**GOAL OF THE EXERCISE**: Render the data below as a JSON list of strings, one string per line with blank lines omitted, covering only the line containing "Spot the mug" through the end of the data.

**Pointing data**:
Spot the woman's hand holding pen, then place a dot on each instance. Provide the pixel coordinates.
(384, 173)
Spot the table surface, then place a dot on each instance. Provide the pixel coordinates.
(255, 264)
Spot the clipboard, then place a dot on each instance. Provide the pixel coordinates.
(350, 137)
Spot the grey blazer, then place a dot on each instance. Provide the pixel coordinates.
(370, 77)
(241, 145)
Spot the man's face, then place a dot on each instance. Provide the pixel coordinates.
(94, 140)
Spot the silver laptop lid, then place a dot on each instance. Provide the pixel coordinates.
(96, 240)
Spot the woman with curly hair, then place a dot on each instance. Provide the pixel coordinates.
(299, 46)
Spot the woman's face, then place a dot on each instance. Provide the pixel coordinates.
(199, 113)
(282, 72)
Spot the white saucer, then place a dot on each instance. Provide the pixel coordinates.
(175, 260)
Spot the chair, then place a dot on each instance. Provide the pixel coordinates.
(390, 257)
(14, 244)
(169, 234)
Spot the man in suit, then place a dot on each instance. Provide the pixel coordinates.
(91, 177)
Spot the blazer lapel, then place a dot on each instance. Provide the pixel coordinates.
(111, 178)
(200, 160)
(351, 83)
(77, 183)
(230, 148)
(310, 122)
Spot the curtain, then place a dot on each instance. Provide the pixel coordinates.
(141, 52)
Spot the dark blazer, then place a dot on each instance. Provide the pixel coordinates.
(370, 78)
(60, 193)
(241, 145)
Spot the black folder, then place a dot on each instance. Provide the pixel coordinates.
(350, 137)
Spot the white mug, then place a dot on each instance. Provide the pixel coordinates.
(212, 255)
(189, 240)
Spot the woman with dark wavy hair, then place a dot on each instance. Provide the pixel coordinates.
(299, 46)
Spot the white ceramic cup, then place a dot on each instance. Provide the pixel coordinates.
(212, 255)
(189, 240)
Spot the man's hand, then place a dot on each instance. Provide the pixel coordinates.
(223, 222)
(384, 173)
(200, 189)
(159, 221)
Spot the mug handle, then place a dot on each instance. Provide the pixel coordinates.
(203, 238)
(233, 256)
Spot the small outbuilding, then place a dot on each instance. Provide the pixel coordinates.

**COMPLETED TASK**:
[
  "Spot the mug handle, then place a dot on each instance. Provide the pixel coordinates.",
  "(203, 238)",
  "(233, 256)",
  "Spot the small outbuilding, then place a dot on each instance. Provide the pixel coordinates."
]